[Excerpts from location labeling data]
• • • • • • •

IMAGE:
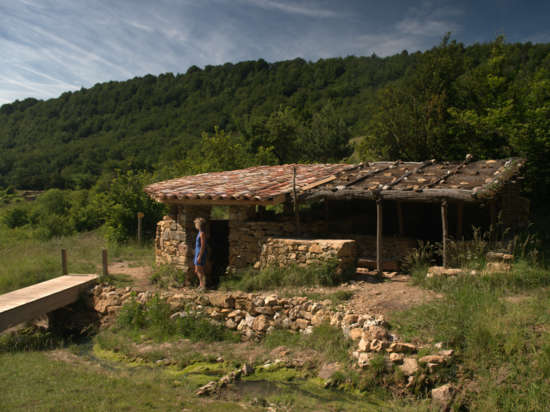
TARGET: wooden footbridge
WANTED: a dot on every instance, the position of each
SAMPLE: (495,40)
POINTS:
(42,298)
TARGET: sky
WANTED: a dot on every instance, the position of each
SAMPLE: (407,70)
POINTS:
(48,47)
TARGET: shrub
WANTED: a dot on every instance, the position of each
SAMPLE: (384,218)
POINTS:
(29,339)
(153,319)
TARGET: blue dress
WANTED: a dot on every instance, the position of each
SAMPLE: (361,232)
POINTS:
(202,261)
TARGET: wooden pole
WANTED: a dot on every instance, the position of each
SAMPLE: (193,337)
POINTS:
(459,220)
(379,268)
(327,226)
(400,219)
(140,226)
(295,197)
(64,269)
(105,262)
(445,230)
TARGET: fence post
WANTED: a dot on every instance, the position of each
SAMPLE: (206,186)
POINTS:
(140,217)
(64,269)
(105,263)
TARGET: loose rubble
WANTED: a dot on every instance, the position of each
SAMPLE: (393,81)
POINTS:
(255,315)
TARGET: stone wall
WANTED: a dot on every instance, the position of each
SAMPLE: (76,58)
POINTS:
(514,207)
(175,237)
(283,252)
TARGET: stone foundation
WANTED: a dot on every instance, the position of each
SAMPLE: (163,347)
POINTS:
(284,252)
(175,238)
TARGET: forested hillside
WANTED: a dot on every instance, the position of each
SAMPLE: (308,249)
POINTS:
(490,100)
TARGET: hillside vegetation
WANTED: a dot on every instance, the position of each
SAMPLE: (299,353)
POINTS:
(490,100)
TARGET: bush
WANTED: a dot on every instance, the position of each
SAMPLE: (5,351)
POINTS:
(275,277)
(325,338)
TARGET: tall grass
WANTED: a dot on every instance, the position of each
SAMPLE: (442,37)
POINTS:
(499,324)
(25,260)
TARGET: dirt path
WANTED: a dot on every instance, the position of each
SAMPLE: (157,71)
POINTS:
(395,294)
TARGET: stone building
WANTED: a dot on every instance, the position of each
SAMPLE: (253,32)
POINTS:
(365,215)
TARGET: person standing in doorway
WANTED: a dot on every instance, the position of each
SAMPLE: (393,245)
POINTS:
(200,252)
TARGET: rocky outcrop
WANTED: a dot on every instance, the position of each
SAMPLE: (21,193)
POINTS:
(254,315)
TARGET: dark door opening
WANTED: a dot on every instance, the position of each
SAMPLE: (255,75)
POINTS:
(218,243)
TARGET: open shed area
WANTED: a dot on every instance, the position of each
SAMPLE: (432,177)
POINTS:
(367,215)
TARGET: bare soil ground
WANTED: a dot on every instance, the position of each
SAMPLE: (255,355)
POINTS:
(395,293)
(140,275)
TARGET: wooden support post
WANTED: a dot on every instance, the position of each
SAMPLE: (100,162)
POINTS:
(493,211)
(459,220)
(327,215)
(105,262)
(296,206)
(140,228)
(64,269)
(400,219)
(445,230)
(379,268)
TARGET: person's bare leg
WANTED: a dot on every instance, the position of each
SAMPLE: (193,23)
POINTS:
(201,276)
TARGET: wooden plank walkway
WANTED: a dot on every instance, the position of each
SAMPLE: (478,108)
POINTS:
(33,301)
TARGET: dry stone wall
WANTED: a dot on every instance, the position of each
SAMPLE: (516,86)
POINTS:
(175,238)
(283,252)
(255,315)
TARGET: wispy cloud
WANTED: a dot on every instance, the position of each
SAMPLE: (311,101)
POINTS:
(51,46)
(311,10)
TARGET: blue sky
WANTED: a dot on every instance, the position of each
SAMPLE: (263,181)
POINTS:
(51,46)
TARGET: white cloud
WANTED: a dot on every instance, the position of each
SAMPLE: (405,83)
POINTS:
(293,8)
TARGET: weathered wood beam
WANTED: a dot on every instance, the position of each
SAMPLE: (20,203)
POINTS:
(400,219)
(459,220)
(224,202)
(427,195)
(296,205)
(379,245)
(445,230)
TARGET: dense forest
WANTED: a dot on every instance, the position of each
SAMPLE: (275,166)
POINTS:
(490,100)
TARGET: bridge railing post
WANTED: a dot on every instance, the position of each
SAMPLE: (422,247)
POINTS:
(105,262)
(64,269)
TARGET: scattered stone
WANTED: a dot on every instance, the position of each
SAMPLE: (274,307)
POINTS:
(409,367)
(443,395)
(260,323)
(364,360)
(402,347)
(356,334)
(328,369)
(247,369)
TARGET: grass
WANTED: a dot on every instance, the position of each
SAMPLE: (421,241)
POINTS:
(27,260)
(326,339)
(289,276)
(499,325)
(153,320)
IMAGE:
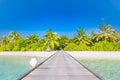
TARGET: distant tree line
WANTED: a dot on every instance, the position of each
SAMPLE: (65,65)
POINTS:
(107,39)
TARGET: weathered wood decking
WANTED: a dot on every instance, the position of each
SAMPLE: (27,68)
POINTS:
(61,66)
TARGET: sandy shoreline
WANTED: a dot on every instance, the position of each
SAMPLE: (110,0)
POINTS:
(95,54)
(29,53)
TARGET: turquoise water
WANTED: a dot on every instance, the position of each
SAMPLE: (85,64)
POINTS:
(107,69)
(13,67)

• • • • • • •

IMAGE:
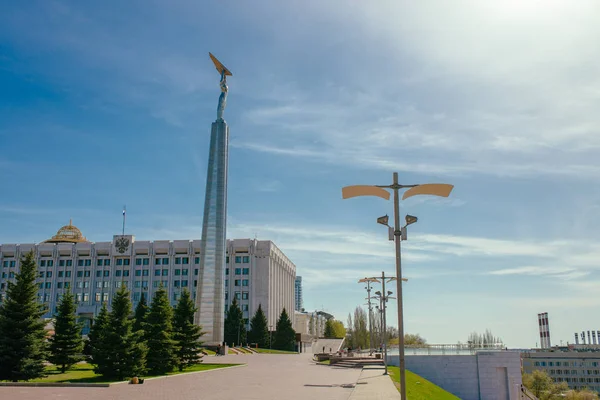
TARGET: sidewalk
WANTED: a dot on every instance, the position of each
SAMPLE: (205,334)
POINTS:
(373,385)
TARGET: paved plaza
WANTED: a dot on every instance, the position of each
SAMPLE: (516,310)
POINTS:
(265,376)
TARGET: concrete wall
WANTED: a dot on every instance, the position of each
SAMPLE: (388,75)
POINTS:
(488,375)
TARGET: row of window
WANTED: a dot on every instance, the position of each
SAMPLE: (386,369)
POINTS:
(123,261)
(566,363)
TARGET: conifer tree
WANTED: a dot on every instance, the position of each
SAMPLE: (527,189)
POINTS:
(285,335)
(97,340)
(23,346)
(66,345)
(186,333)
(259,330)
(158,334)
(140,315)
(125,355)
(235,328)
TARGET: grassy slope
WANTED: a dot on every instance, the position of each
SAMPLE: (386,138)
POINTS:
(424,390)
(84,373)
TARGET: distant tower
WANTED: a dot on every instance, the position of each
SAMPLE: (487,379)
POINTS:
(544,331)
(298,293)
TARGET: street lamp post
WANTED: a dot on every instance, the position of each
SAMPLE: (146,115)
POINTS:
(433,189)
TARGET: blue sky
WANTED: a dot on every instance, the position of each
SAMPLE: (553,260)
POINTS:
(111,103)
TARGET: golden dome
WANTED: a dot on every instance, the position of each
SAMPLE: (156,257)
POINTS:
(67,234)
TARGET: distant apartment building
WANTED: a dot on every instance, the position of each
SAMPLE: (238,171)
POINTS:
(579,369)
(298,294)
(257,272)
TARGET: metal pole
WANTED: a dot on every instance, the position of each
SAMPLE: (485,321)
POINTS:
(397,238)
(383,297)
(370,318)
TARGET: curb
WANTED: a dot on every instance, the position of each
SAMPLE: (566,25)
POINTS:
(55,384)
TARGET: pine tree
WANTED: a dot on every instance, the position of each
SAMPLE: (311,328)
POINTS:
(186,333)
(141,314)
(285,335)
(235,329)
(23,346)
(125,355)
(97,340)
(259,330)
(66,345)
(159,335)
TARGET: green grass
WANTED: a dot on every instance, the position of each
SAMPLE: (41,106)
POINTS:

• • • • • • •

> **Aim of the exercise**:
Locate every line in the listing above that contains the string "post" and copy each one.

> **Task output**:
TARGET: fence post
TARGET: wooden support post
TARGET: bridge railing post
TARGET: street lamp post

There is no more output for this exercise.